Rewrite the lines below, changing every occurrence of "drop a marker" to "place a pin" and keeping everything else the same.

## begin Stored records

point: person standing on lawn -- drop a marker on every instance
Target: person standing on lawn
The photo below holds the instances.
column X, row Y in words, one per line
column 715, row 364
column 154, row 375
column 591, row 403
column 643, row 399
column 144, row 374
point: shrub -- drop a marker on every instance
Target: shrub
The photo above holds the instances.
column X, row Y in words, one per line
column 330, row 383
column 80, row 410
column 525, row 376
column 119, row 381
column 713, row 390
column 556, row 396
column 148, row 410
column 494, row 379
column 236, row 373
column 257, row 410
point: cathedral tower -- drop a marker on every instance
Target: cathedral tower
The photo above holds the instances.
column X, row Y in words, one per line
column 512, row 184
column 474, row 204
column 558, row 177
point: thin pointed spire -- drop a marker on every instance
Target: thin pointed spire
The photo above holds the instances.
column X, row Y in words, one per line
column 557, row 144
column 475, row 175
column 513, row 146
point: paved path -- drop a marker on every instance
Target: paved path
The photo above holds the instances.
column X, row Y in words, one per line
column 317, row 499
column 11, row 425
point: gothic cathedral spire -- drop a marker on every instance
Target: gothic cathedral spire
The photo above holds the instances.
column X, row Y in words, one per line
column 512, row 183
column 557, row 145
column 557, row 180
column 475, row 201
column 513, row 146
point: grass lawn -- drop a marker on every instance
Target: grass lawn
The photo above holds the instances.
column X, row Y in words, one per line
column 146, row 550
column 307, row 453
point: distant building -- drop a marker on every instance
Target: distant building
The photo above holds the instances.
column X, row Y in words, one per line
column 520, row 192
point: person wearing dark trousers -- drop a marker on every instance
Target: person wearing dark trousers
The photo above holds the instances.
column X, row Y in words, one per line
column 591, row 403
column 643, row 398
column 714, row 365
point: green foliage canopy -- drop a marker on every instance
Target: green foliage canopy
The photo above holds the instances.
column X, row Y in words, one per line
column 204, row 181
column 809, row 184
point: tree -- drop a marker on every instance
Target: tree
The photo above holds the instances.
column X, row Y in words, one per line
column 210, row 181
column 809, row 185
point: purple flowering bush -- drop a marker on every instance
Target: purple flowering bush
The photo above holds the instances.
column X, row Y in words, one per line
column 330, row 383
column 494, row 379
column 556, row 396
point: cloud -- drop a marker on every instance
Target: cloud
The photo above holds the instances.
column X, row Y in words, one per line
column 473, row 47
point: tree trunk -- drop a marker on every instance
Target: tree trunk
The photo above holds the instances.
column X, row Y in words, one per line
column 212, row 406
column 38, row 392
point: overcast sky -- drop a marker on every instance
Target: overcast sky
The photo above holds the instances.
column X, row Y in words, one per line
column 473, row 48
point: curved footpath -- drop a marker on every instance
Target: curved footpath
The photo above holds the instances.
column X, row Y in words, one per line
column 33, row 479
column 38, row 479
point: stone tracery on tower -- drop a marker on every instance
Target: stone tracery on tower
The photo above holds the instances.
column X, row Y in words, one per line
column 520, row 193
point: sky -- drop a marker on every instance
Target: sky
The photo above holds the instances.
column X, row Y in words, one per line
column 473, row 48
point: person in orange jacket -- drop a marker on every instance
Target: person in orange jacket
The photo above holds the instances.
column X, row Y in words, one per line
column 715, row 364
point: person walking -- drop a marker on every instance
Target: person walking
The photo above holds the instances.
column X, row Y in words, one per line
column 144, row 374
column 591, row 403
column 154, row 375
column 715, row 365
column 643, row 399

## end Stored records

Result of this task
point: person standing on lawn -- place a pin on every instance
Target: person standing on lawn
The photo below holds the instances.
column X, row Y in words, one per line
column 715, row 364
column 154, row 375
column 591, row 403
column 643, row 399
column 144, row 374
point: shrub -- place a pin on every instance
Target: shrub
The photo above holds the instances.
column X, row Y in words, one per line
column 330, row 383
column 80, row 410
column 525, row 376
column 119, row 381
column 713, row 390
column 556, row 396
column 148, row 410
column 494, row 379
column 236, row 373
column 257, row 410
point: cathedral tower -- place a pin on every instance
Target: cathedral tower
The photo above holds the instances.
column X, row Y in words, one per line
column 512, row 184
column 474, row 204
column 558, row 177
point: thin pointed spire -- place a pin on every instance
Target: thin pointed spire
The photo above holds the instances.
column X, row Y in words, one per line
column 557, row 144
column 475, row 175
column 513, row 146
point: paved path -- place a pin on every instance
Target: paved path
The photo above holds the instances.
column X, row Y in words, one per line
column 317, row 499
column 11, row 425
point: gothic cathedral spire -- place a pin on every instance
Target: gothic cathedral spire
The photo above holds the instances.
column X, row Y in words, one per line
column 512, row 183
column 557, row 145
column 557, row 180
column 475, row 201
column 513, row 146
point: grass lawn -- place a pin on every instance
Target: grass lawn
The photo above holds the instances.
column X, row Y in words, one per line
column 146, row 550
column 307, row 453
point: distant building -- place a pin on every instance
Target: distant building
The photo above holds the instances.
column X, row Y in words, one per line
column 520, row 192
point: person wearing dark trousers -- place a pin on every instance
Target: person wearing dark trousers
The photo above holds the instances.
column X, row Y in words, one per line
column 591, row 403
column 643, row 398
column 714, row 365
point: green foliage canopy -- place a pin on every instance
Target: green foliage canopy
The photo above holds the instances.
column X, row Y in words, one per line
column 204, row 181
column 809, row 184
point: tree -- place a pin on every instance
Target: tree
The photo above holds the instances.
column X, row Y in words, one per line
column 210, row 181
column 809, row 185
point: purple flowering bush -- place a pin on every instance
Target: purple flowering bush
The photo above holds the instances.
column X, row Y in words, one per line
column 330, row 383
column 494, row 379
column 556, row 396
point: cloud -- place a pin on every instance
Target: cloud
The photo above holds the instances.
column X, row Y in words, one per line
column 473, row 47
point: tree trunk -- place a pin on every instance
Target: tree trunk
The photo above holds the instances.
column X, row Y in words, one per line
column 212, row 406
column 38, row 392
point: overcast sky -- place a pin on every instance
Target: overcast sky
The photo above holds the instances.
column X, row Y in words, one per line
column 473, row 48
point: curved footpath -- place a pin on every instance
Target: curved footpath
The photo above holds the instances.
column X, row Y in words, one per line
column 33, row 479
column 38, row 479
point: stone tracery on tower -- place a pin on every instance
Target: stone tracery on tower
The photo above holds the instances.
column X, row Y in words, one per line
column 520, row 193
point: sky -- place a pin on every instance
Target: sky
The photo above holds the instances.
column X, row Y in words, one per line
column 473, row 48
point: person in orange jacket -- place a pin on every instance
Target: person in orange jacket
The photo above holds the instances.
column X, row Y in words, one per line
column 715, row 364
point: person walking -- place a pin on every instance
Target: person walking
The photo above holds the instances.
column X, row Y in words, one per line
column 144, row 374
column 591, row 403
column 154, row 375
column 715, row 365
column 643, row 399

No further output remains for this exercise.